Problem statement: After locating the line with "the guanaco neck;", set down that line and all the lines that follow it, unchanged, to the end of the records; omit the pictures.

Given records:

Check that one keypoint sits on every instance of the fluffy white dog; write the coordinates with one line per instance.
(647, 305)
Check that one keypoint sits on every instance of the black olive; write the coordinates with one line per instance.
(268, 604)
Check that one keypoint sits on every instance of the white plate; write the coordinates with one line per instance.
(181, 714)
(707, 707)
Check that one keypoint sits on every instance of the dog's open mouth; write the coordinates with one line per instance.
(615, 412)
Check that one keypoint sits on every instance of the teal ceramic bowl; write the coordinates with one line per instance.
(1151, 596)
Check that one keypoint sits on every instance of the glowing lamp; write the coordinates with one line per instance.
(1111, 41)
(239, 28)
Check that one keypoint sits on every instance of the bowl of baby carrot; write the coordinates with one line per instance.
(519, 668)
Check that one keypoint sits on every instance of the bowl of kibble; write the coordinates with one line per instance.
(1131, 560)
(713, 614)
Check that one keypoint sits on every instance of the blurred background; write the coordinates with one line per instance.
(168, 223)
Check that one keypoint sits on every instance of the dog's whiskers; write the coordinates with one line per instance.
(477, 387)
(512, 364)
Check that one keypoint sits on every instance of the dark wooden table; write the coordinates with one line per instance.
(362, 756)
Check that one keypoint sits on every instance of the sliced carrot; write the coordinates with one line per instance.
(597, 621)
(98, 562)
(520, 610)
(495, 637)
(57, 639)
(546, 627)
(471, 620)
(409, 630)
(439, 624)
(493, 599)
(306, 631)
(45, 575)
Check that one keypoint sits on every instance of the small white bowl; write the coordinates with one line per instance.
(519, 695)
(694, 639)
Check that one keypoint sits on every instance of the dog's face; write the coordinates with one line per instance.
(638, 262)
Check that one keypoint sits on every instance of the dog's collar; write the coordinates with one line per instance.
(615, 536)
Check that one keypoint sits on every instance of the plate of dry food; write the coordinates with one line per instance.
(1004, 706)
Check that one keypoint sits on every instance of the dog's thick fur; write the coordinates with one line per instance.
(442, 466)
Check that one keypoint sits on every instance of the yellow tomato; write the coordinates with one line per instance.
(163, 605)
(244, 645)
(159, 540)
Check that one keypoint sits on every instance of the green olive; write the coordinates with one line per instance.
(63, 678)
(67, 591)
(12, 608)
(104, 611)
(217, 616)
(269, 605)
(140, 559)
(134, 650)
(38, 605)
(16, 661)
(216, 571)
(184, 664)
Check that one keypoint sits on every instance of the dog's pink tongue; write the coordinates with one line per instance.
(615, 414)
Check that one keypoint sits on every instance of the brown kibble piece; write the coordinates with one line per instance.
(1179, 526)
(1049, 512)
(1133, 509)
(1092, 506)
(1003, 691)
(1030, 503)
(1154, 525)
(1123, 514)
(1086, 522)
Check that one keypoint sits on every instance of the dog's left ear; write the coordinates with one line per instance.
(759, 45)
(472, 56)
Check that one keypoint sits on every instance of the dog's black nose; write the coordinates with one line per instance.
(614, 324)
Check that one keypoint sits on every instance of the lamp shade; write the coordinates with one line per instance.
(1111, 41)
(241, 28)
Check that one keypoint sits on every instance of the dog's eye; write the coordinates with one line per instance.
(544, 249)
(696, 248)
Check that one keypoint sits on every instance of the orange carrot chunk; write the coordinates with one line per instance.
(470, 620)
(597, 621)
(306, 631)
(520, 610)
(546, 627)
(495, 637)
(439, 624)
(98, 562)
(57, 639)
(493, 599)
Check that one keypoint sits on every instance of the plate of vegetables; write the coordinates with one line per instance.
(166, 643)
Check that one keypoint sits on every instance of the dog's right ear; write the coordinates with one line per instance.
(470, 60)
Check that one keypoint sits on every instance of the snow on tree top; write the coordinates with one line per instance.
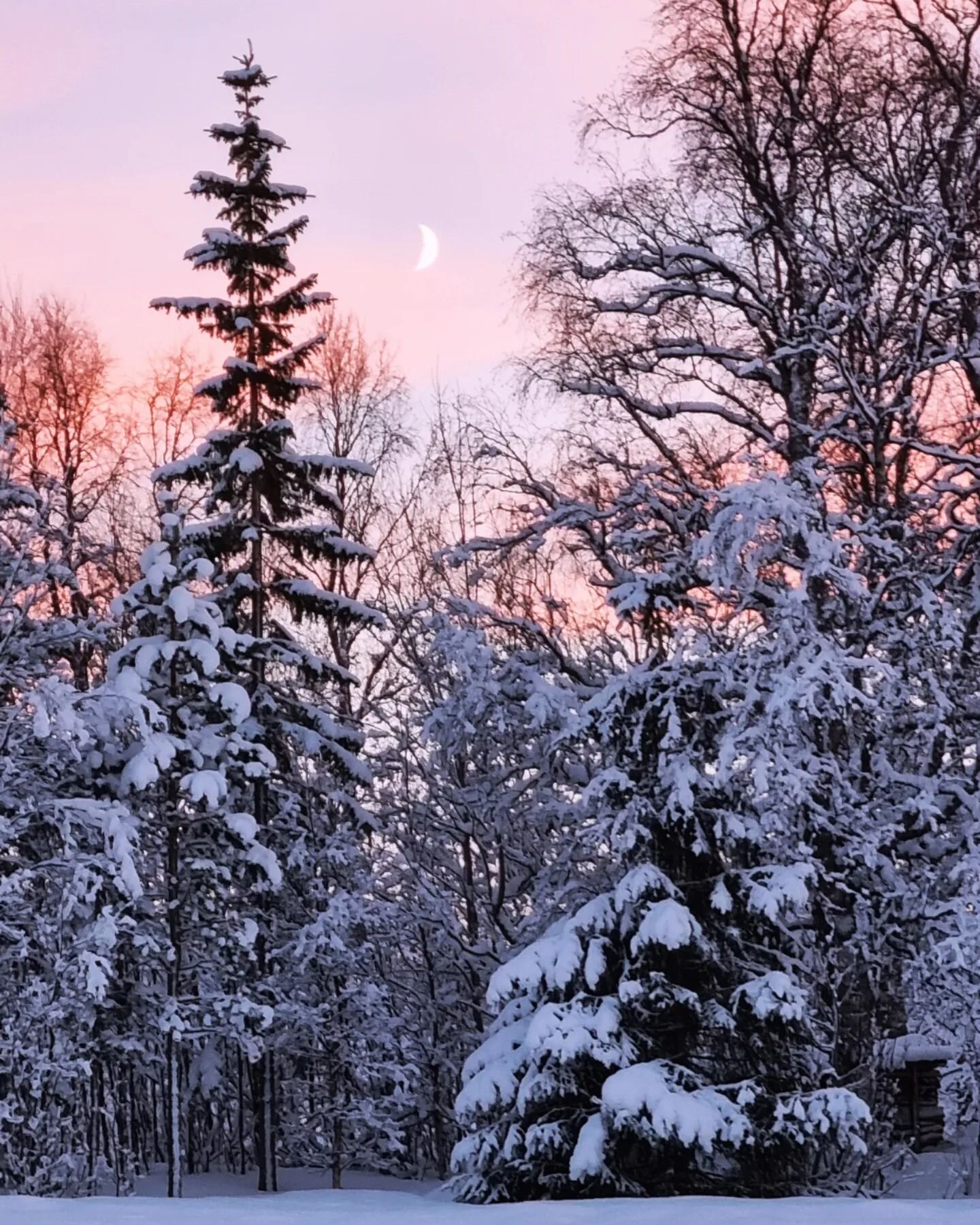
(263, 134)
(288, 189)
(240, 76)
(189, 304)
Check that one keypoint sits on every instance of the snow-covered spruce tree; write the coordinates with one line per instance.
(188, 772)
(478, 805)
(69, 882)
(777, 327)
(267, 506)
(670, 1035)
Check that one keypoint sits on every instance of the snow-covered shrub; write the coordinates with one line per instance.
(642, 1049)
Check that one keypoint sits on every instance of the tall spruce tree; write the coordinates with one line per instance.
(270, 514)
(185, 772)
(69, 880)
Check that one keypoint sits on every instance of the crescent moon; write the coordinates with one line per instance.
(429, 249)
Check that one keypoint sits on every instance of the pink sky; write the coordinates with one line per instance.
(446, 112)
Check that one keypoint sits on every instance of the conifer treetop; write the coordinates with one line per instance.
(252, 252)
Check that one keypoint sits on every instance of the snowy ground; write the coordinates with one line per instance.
(222, 1200)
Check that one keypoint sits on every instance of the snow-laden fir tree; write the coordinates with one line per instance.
(270, 514)
(69, 880)
(478, 802)
(670, 1036)
(186, 770)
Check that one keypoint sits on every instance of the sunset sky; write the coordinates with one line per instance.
(446, 112)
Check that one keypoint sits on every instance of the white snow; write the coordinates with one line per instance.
(233, 700)
(232, 1202)
(667, 923)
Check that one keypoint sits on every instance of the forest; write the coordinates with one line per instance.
(570, 791)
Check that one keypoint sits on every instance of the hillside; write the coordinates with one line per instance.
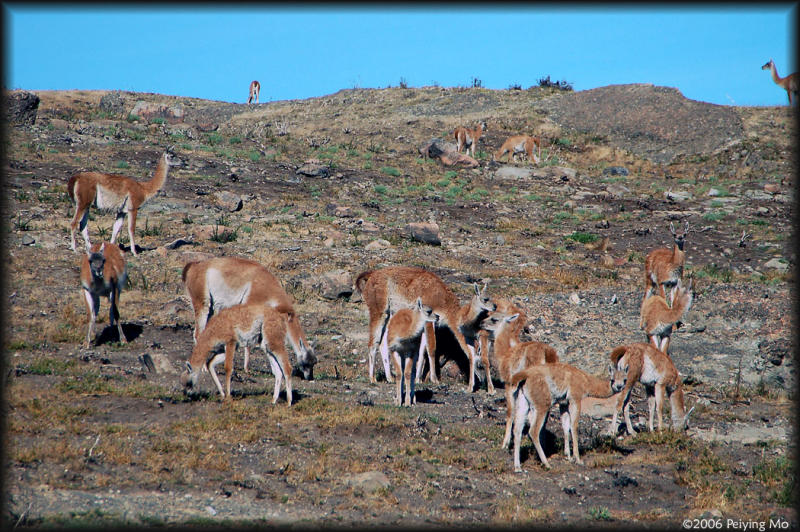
(322, 189)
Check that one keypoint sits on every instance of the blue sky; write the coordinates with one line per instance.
(711, 53)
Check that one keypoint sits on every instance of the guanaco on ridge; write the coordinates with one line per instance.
(663, 267)
(641, 362)
(790, 83)
(409, 283)
(114, 192)
(657, 318)
(405, 338)
(537, 388)
(245, 325)
(103, 274)
(511, 356)
(520, 144)
(255, 89)
(468, 138)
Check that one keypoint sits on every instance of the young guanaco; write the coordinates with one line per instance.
(246, 325)
(103, 274)
(405, 335)
(114, 192)
(537, 388)
(641, 362)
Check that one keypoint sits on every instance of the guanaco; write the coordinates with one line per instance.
(409, 283)
(405, 335)
(657, 318)
(250, 325)
(789, 83)
(468, 138)
(663, 267)
(255, 89)
(103, 274)
(520, 144)
(114, 192)
(221, 282)
(641, 362)
(511, 356)
(537, 388)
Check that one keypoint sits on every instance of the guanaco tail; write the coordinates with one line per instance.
(116, 193)
(103, 274)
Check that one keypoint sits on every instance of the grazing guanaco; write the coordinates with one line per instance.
(405, 335)
(657, 318)
(663, 267)
(537, 388)
(408, 283)
(468, 138)
(246, 325)
(520, 144)
(103, 274)
(255, 89)
(511, 356)
(641, 362)
(790, 83)
(114, 192)
(221, 282)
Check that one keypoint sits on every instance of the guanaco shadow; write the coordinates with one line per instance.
(109, 334)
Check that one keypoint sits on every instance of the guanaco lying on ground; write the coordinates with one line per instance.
(255, 88)
(657, 318)
(468, 138)
(641, 362)
(537, 388)
(222, 282)
(408, 284)
(511, 356)
(405, 336)
(103, 274)
(663, 267)
(114, 192)
(245, 325)
(520, 144)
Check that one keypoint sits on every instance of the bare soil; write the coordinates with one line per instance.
(95, 436)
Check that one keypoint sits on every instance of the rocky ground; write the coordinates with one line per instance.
(322, 189)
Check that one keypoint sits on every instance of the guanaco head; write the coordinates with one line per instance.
(679, 238)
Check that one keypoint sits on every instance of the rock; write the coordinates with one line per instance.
(335, 284)
(313, 169)
(513, 172)
(615, 170)
(369, 481)
(21, 107)
(150, 111)
(777, 264)
(378, 244)
(427, 233)
(227, 200)
(112, 103)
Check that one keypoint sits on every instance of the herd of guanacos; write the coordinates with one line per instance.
(238, 302)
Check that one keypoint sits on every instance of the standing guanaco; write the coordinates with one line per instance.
(641, 362)
(468, 138)
(790, 83)
(405, 335)
(103, 274)
(245, 325)
(255, 89)
(663, 267)
(114, 192)
(409, 283)
(657, 318)
(537, 388)
(221, 282)
(511, 356)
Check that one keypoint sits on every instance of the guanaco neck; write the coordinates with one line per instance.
(159, 178)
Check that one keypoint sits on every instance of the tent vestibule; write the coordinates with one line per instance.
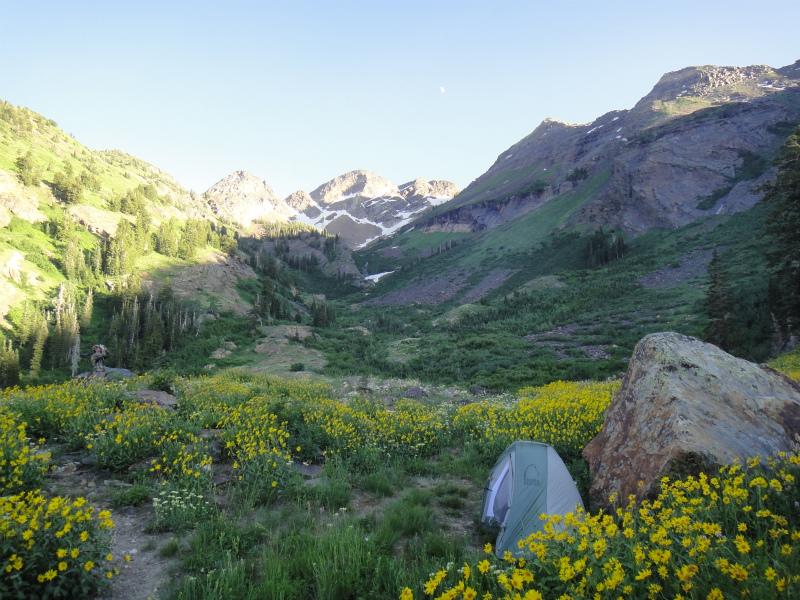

The completed task:
Check that one keypoint sits on every instance of the guanaco neck; write the coordinates with one line per instance.
(159, 178)
Check that one keypoint sits on every instance of the tent vestibule; write the coordinates with one line per instance.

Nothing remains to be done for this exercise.